▶ **Task details**: Write each line out again exactly as written.

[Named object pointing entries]
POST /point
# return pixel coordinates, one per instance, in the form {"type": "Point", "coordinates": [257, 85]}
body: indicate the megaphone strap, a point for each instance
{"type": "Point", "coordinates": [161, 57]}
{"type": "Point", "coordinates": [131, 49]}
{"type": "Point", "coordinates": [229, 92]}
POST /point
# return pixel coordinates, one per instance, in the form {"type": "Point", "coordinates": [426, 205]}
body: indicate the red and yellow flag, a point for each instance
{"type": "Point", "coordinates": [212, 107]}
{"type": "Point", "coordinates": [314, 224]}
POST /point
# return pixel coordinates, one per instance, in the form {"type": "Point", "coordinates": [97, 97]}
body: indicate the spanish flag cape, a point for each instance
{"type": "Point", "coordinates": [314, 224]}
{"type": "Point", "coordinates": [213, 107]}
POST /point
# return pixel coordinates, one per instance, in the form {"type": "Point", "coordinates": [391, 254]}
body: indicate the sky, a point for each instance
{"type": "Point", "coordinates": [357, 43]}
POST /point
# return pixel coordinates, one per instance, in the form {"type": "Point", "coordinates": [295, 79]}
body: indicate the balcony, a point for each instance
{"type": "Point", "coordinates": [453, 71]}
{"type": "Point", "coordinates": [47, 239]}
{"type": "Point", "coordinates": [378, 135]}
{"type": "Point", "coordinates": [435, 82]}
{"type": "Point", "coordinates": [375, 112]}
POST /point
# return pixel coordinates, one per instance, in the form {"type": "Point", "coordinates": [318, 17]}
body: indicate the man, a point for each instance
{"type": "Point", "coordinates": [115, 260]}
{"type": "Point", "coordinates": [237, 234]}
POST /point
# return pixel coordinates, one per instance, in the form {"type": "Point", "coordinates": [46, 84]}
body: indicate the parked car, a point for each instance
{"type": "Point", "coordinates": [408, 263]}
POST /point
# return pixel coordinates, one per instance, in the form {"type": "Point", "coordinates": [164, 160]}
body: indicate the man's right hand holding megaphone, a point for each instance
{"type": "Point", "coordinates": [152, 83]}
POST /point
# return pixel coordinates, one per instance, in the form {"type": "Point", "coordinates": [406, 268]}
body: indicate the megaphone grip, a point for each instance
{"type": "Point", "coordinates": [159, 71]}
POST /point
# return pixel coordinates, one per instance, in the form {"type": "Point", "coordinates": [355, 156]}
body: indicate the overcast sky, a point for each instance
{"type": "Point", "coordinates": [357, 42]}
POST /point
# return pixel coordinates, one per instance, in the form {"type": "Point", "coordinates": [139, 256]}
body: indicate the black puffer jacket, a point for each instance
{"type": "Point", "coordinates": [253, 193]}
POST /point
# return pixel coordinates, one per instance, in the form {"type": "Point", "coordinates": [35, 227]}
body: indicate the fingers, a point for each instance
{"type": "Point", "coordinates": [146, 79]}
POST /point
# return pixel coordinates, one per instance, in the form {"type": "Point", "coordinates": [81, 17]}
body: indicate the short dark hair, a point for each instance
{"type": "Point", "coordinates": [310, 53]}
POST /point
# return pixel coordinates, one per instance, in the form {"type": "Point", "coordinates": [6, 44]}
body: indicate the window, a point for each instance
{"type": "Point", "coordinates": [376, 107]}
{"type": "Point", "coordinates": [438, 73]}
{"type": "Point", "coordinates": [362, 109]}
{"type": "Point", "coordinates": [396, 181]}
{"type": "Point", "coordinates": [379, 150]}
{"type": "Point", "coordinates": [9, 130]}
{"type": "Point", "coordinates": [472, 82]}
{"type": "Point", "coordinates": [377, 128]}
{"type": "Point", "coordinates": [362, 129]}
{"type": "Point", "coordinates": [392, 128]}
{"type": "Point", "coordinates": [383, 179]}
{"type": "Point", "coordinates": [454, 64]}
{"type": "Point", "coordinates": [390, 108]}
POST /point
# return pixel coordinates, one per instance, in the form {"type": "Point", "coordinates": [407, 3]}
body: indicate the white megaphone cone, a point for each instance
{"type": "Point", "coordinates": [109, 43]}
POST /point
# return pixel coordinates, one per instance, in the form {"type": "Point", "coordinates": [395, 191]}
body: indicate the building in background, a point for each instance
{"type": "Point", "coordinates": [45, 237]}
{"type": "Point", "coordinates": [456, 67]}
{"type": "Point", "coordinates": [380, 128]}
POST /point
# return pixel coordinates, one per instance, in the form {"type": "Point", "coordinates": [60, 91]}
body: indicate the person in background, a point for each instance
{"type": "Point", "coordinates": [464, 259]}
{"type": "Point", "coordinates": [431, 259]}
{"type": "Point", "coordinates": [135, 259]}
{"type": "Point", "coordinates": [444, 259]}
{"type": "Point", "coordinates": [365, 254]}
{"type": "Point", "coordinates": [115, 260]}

▶ **Solution to this problem**:
POST /point
# return pixel coordinates, one per instance, in the form {"type": "Point", "coordinates": [257, 85]}
body: indicate the megaphone strap, a point for each instance
{"type": "Point", "coordinates": [161, 57]}
{"type": "Point", "coordinates": [131, 49]}
{"type": "Point", "coordinates": [229, 92]}
POST /point
# return pixel coordinates, one per instance, in the form {"type": "Point", "coordinates": [426, 205]}
body: indicate the red and yellow flag, a point for each instance
{"type": "Point", "coordinates": [212, 107]}
{"type": "Point", "coordinates": [314, 224]}
POST /point
# return pixel coordinates, one per instance, in the form {"type": "Point", "coordinates": [97, 97]}
body: indicate the spanish flag cape, a point for each instance
{"type": "Point", "coordinates": [314, 224]}
{"type": "Point", "coordinates": [213, 107]}
POST /point
# return pixel coordinates, one per instance, in the form {"type": "Point", "coordinates": [391, 254]}
body: indicate the sky, a point for each instance
{"type": "Point", "coordinates": [357, 43]}
POST /point
# return pixel coordinates, one per instance, in the form {"type": "Point", "coordinates": [295, 79]}
body: indicate the balcony, a point for each instance
{"type": "Point", "coordinates": [453, 71]}
{"type": "Point", "coordinates": [47, 239]}
{"type": "Point", "coordinates": [378, 135]}
{"type": "Point", "coordinates": [435, 82]}
{"type": "Point", "coordinates": [375, 112]}
POST /point
# return pixel coordinates, one per instance, in the form {"type": "Point", "coordinates": [318, 17]}
body: indicate the man, a point for each instance
{"type": "Point", "coordinates": [115, 260]}
{"type": "Point", "coordinates": [237, 234]}
POST /point
# return pixel coordinates, one per instance, in the form {"type": "Point", "coordinates": [46, 84]}
body: indicate the parked car, a point for each instance
{"type": "Point", "coordinates": [408, 263]}
POST /point
# return pixel coordinates, one per instance, in the form {"type": "Point", "coordinates": [164, 160]}
body: indicate the man's right hand holding megaphone, a point for each instance
{"type": "Point", "coordinates": [152, 83]}
POST /point
# return pixel coordinates, one per instance, in the form {"type": "Point", "coordinates": [406, 268]}
body: indicate the megaphone grip, a point for each instance
{"type": "Point", "coordinates": [159, 71]}
POST /point
# return pixel coordinates, one per instance, in the form {"type": "Point", "coordinates": [355, 156]}
body: indicate the overcast sky, a point for each instance
{"type": "Point", "coordinates": [357, 42]}
POST /point
# return pixel coordinates, one per instance, in the form {"type": "Point", "coordinates": [139, 256]}
body: indicate the black puffer jacket, a point for each instance
{"type": "Point", "coordinates": [253, 193]}
POST /point
# return pixel coordinates, one per instance, in the form {"type": "Point", "coordinates": [35, 227]}
body: indicate the fingers, a point for each instance
{"type": "Point", "coordinates": [146, 79]}
POST /point
# return pixel coordinates, one per instance, in the form {"type": "Point", "coordinates": [81, 17]}
body: indicate the short dark hair, a point for each instance
{"type": "Point", "coordinates": [310, 53]}
POST /point
# return pixel coordinates, one per instance, in the form {"type": "Point", "coordinates": [6, 44]}
body: indicate the window, a point for each instance
{"type": "Point", "coordinates": [376, 107]}
{"type": "Point", "coordinates": [438, 73]}
{"type": "Point", "coordinates": [362, 109]}
{"type": "Point", "coordinates": [396, 181]}
{"type": "Point", "coordinates": [379, 150]}
{"type": "Point", "coordinates": [9, 130]}
{"type": "Point", "coordinates": [472, 82]}
{"type": "Point", "coordinates": [377, 128]}
{"type": "Point", "coordinates": [362, 129]}
{"type": "Point", "coordinates": [392, 128]}
{"type": "Point", "coordinates": [383, 179]}
{"type": "Point", "coordinates": [454, 64]}
{"type": "Point", "coordinates": [390, 108]}
POST /point
# return pixel coordinates, one per instance, in the form {"type": "Point", "coordinates": [407, 3]}
body: indicate the white megaphone cone, a point for each instance
{"type": "Point", "coordinates": [109, 43]}
POST /point
# return pixel coordinates, one per instance, in the form {"type": "Point", "coordinates": [395, 191]}
body: indicate the building in background, a point for each instance
{"type": "Point", "coordinates": [45, 237]}
{"type": "Point", "coordinates": [456, 67]}
{"type": "Point", "coordinates": [380, 128]}
POST /point
# return pixel coordinates, one per instance, in the form {"type": "Point", "coordinates": [60, 91]}
body: indicate the person in background, a point for each instance
{"type": "Point", "coordinates": [464, 259]}
{"type": "Point", "coordinates": [431, 259]}
{"type": "Point", "coordinates": [135, 259]}
{"type": "Point", "coordinates": [444, 259]}
{"type": "Point", "coordinates": [365, 254]}
{"type": "Point", "coordinates": [115, 260]}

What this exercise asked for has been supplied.